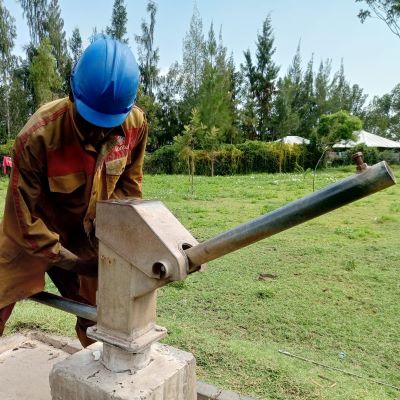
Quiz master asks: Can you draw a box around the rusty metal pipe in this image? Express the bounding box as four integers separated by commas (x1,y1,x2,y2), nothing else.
29,292,97,322
185,161,396,273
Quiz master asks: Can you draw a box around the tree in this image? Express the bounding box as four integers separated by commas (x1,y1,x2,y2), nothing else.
106,0,128,43
295,55,317,138
9,59,33,138
157,62,184,146
18,0,48,46
45,0,71,96
317,110,362,146
364,84,400,141
68,28,82,65
243,16,279,140
29,38,62,108
315,59,332,121
198,24,233,143
174,108,207,193
356,0,400,38
0,0,17,138
135,0,160,97
182,4,205,118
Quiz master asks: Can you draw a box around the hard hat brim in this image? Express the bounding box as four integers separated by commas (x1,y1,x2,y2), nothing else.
74,98,130,128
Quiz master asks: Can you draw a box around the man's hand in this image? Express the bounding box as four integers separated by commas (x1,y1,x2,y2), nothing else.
53,247,98,277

***

*Objective*. Please print every record above again word for word, leaving out the pictures.

*In response*.
Quiz master asks: Can you draw a box around the rusty metal pipe in this image? Express the bounding box as four integers separated by commas (x1,y1,x2,y2), nothing else.
29,292,97,322
185,161,396,273
Quiz master asks: Can you draw a box around the tree in this image? Express the bounding box as four integers separated by commas (x1,y1,x2,y2), nothing else.
106,0,128,43
295,55,317,138
9,59,33,138
157,62,184,146
18,0,48,46
45,0,71,96
317,110,362,146
364,84,400,141
68,28,82,65
243,16,279,140
29,38,62,108
315,59,332,121
198,24,233,143
174,108,207,193
356,0,400,38
0,0,17,138
135,0,160,97
182,4,205,118
Quiz master asks: Can you draw a box around the hard hat brim in this image? Express the bounding box as four integers separated by commas (x1,y1,x2,y2), nothing else.
74,98,130,128
Quiz master asks: Can you draw a box around the man's hand in this image? Express the bounding box as four integers separated by commas (x1,y1,x2,y2), nothing else.
53,247,98,277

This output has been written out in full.